** OBJECTIVE **
Return the data unchanged, starting with the line that contains "Question. Provide the position of each instance of the bright" and stopping after the line that contains "x=131 y=144". Omit the pictures from your answer.

** GIVEN RECORDS **
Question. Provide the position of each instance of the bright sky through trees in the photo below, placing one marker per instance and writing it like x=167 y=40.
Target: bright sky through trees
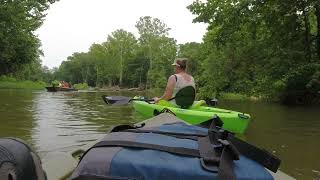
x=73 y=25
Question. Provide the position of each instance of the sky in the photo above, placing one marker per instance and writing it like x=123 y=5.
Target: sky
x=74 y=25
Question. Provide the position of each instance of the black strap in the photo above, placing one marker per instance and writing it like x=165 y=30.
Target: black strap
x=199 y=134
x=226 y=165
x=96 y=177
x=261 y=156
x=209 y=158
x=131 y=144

---

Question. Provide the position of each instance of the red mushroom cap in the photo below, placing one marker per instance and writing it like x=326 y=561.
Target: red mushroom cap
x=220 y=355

** WRITTEN RESPONSE **
Question. Provide the position of each instance of the bright sky through trees in the photo below, placing one marker per instance and writing it like x=167 y=40.
Target: bright sky through trees
x=73 y=25
Question. Provide the position of each instance of the sky in the photo above, placing one marker per instance and writing it like x=123 y=5.
Target: sky
x=74 y=25
Question. Provide the position of each instance of the black strap in the photo above, placing one marker per instance and writing it like x=165 y=30.
Target: black strap
x=199 y=134
x=226 y=165
x=96 y=177
x=261 y=156
x=209 y=158
x=131 y=144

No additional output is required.